BEGIN EXCERPT TO READ

Maura R. Grossman of the University of Waterloo: eDiscovery Trends 2018

April 2, 2018

This is the eighth of the 2018 Legaltech New York (LTNY) Thought Leader Interview series. eDiscovery Daily interviewed several thought leaders at LTNY this year (and some afterward) to get their observations regarding trends at the show and generally within the eDiscovery industry.

Today’s thought leader is Maura R. Grossman. Maura is a Research Professor in the David R. Cheriton School of Computer Science at the University of Waterloo and principal of Maura Grossman Law. Previously, she was Of Counsel at Wachtell, Lipton, Rosen & Katz, where she pioneered the use of technology-assisted review (TAR) for electronic discovery. Maura’s research with Gordon V. Cormack has been cited in cases of first impression in the United States, Ireland, and (by reference) in the United Kingdom and Australia, approving the use of TAR in civil litigation. Maura has served as a special master in the Southern District of New York and the Northern District of Illinois to assist with issues involving search methodology. In 2015 and 2016, Maura served as a coordinator of the Total Recall Track at the National Institute of Standards and Technology’s Text Retrieval Conference (TREC); in 2010 and 2011, she served as a coordinator of the TREC Legal Track. Maura is also an Adjunct Professor at Osgoode Hall Law School at York University and at the Georgetown University Law Center. Previously, she taught at Columbia Law School, Rutgers Law School—Newark, and Pace Law School.

I thought I’d start by asking about a couple of cases related to Technology-Assisted Review. The first one that we talked about that I’d be interested in your thoughts about is FCA US v. Cummins where the judge (Avern Cohn) stated a position that applying TAR without prior keyword culling is the preferred method (although he said he did it rather reluctantly). What are your thoughts about that decision? What are your thoughts in general about courts making rulings on preferred TAR approaches?

END EXCERPT TO READ

* [CHALLENGES]:
1 > According to the interview page, in which years did Maura Grossman serve as a coordinator of the TREC Legal Track?
2 > Reproduce the passage of the interview page between "April 2, 2018" and "the eDiscovery industry.", inclusive.
Answer using only the interview page.

BEGIN GIVEN DATA

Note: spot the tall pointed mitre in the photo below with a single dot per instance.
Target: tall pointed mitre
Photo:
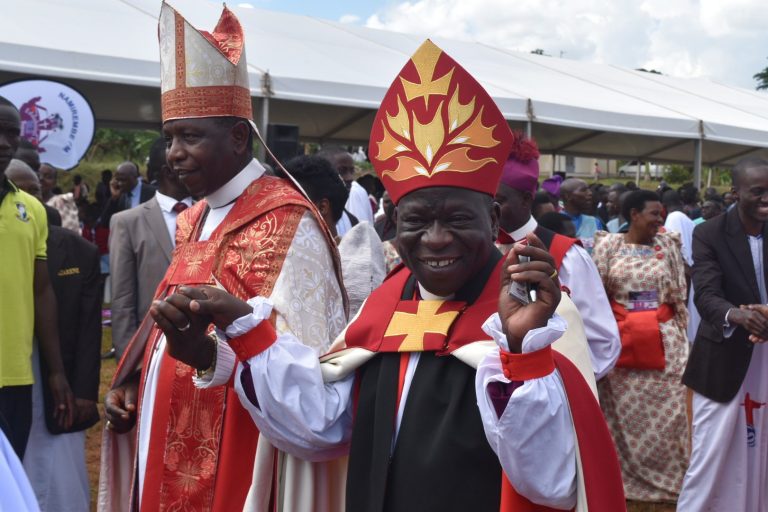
(203, 74)
(438, 127)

END GIVEN DATA

* [SOLUTIONS TO EACH TASK]:
1 > 2010 and 2011

2 >
April 2, 2018

This is the eighth of the 2018 Legaltech New York (LTNY) Thought Leader Interview series. eDiscovery Daily interviewed several thought leaders at LTNY this year (and some afterward) to get their observations regarding trends at the show and generally within the eDiscovery industry.